=== Problem description ===
Display each line in the items below that contains the string "blue". Matching is case-sensitive.

=== Supplied information ===

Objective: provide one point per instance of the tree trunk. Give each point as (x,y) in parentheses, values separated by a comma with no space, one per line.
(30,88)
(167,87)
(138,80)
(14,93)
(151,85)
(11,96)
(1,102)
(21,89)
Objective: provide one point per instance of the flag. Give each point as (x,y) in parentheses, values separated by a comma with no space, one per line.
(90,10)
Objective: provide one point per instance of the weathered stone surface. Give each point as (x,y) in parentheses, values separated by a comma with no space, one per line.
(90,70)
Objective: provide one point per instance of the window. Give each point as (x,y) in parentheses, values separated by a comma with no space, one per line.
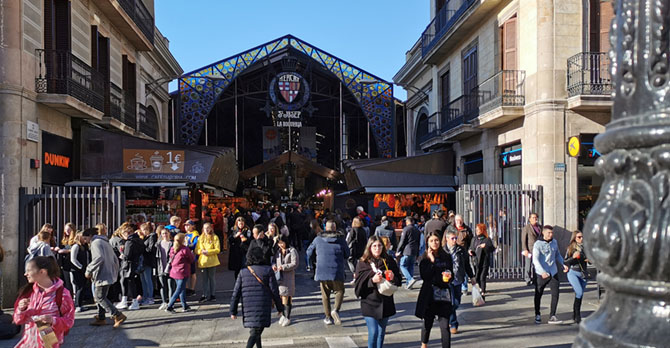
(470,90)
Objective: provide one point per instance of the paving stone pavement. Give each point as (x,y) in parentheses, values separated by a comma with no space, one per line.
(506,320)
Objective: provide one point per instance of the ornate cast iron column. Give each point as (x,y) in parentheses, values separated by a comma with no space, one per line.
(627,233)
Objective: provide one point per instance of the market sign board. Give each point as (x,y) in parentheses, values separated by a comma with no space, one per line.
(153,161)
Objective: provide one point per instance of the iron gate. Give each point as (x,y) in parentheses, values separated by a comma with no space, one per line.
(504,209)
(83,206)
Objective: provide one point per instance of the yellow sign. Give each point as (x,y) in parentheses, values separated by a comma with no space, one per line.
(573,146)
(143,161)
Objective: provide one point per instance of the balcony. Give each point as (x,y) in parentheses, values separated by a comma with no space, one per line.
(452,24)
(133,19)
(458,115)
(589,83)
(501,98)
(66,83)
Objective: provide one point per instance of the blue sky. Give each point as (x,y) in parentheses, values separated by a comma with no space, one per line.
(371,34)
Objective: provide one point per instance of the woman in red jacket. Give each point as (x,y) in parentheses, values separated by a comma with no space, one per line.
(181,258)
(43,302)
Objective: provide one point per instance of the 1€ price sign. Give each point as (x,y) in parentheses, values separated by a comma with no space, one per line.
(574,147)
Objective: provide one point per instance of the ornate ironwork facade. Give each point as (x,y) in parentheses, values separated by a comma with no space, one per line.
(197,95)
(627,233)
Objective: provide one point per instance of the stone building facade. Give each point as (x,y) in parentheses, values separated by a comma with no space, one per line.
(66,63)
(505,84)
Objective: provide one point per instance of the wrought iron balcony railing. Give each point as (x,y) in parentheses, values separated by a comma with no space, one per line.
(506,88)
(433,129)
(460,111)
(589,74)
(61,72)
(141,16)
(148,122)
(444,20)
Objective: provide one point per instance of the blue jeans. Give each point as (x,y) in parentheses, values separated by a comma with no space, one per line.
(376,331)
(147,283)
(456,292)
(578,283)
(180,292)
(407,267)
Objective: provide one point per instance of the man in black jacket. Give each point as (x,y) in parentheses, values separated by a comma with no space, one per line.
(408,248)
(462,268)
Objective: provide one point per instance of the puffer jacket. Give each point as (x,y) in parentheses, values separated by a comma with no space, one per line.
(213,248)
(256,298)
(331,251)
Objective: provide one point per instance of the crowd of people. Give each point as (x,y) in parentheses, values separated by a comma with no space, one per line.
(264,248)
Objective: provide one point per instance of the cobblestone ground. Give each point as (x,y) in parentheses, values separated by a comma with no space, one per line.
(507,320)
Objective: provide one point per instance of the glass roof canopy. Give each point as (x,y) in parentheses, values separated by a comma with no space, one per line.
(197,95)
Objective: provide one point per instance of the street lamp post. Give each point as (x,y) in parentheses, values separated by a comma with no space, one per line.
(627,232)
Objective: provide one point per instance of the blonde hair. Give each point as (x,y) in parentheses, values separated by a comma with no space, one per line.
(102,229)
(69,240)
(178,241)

* * *

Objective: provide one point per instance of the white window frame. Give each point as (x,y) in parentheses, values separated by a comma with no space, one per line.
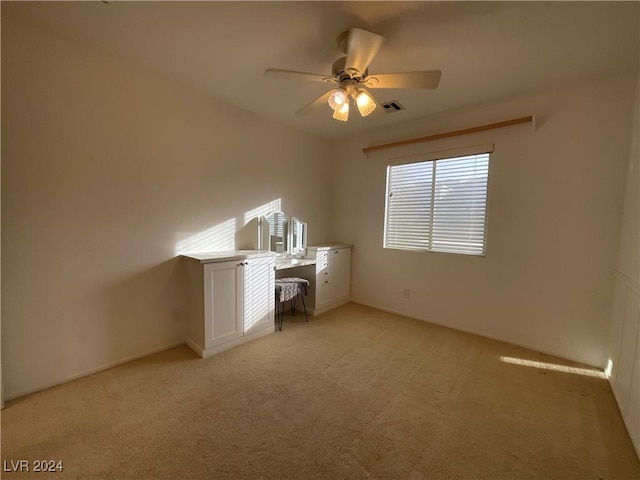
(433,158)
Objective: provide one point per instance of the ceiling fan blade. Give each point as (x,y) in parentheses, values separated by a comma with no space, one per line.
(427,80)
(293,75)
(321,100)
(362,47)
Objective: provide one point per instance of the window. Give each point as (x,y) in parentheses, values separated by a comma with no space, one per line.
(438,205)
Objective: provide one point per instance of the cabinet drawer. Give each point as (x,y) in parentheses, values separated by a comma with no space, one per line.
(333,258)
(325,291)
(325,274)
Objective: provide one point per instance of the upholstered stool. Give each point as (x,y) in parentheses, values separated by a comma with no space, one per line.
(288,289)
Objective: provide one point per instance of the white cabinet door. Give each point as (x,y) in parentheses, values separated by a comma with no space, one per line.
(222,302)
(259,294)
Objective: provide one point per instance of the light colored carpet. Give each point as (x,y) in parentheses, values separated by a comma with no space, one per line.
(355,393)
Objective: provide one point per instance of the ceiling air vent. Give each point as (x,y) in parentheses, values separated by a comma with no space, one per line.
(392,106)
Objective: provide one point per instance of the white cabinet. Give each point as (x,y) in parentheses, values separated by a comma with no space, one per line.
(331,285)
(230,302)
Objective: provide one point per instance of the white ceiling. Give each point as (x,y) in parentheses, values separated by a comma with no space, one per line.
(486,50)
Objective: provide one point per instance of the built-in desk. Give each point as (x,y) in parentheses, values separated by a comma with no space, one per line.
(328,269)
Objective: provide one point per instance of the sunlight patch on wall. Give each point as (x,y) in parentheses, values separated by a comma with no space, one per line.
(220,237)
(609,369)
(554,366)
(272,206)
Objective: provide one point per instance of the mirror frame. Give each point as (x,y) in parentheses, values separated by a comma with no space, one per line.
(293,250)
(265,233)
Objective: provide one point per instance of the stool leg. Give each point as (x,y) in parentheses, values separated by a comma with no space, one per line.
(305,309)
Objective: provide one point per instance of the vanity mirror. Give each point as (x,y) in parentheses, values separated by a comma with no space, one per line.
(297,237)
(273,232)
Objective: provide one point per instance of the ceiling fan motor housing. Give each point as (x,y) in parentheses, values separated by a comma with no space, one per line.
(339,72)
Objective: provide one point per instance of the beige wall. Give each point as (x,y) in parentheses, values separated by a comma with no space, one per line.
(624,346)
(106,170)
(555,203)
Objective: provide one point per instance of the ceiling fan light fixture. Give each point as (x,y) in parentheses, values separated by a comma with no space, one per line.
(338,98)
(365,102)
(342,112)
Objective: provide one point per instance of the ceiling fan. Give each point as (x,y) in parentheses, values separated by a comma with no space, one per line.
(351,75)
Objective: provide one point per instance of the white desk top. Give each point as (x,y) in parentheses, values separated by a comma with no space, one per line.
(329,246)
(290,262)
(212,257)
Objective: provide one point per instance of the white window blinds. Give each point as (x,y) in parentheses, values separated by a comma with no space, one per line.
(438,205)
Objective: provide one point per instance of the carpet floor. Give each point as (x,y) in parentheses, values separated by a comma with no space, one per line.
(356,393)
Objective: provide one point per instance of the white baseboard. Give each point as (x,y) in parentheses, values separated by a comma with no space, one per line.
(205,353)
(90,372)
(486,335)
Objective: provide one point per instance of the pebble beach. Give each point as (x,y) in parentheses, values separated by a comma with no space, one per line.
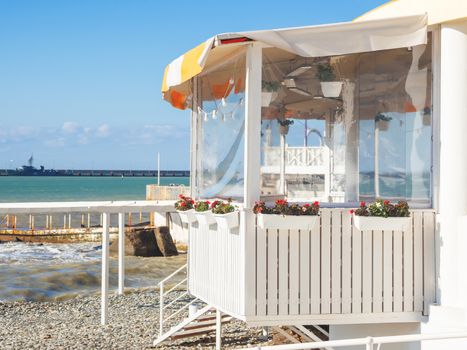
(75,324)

* * *

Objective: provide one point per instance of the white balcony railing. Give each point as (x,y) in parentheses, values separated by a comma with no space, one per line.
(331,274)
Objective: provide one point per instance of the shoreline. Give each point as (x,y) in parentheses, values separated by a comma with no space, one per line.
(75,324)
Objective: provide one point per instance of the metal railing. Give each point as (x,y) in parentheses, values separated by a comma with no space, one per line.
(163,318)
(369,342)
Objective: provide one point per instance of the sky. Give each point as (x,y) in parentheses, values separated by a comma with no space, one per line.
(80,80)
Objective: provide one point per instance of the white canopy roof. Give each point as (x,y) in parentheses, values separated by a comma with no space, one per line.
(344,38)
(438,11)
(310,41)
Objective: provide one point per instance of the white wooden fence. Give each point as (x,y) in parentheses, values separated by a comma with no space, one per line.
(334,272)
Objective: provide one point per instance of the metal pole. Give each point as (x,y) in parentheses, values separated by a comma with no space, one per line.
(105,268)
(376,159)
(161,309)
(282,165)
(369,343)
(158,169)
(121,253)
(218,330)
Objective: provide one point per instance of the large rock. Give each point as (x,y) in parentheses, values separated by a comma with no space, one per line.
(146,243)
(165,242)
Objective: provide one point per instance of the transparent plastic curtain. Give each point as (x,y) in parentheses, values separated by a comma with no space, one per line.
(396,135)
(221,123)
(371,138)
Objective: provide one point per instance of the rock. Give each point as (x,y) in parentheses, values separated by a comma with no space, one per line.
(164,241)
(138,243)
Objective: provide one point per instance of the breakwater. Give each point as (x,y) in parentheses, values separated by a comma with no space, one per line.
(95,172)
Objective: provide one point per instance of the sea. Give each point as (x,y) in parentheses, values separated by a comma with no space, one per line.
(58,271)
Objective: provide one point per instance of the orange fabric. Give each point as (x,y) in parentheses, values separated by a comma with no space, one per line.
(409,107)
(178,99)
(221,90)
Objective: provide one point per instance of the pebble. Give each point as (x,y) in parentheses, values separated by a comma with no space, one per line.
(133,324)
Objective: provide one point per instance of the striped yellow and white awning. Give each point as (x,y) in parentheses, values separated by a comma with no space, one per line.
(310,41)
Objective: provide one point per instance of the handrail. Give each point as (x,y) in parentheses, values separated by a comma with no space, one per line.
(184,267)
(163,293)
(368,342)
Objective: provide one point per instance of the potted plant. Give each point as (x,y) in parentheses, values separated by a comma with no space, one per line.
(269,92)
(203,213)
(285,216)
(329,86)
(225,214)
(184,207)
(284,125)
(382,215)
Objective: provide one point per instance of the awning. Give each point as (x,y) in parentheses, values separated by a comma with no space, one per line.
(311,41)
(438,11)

=== Response to this task ===
Objective: provide one point per instance of the blue sky. Give each point as (x,y) in parentheses, values separated by a comma with no space, one per line.
Objective: provide one point per instance of the blue jeans. Give each point as (x,y) in parentheses, values separated by a comma with no space, one per line.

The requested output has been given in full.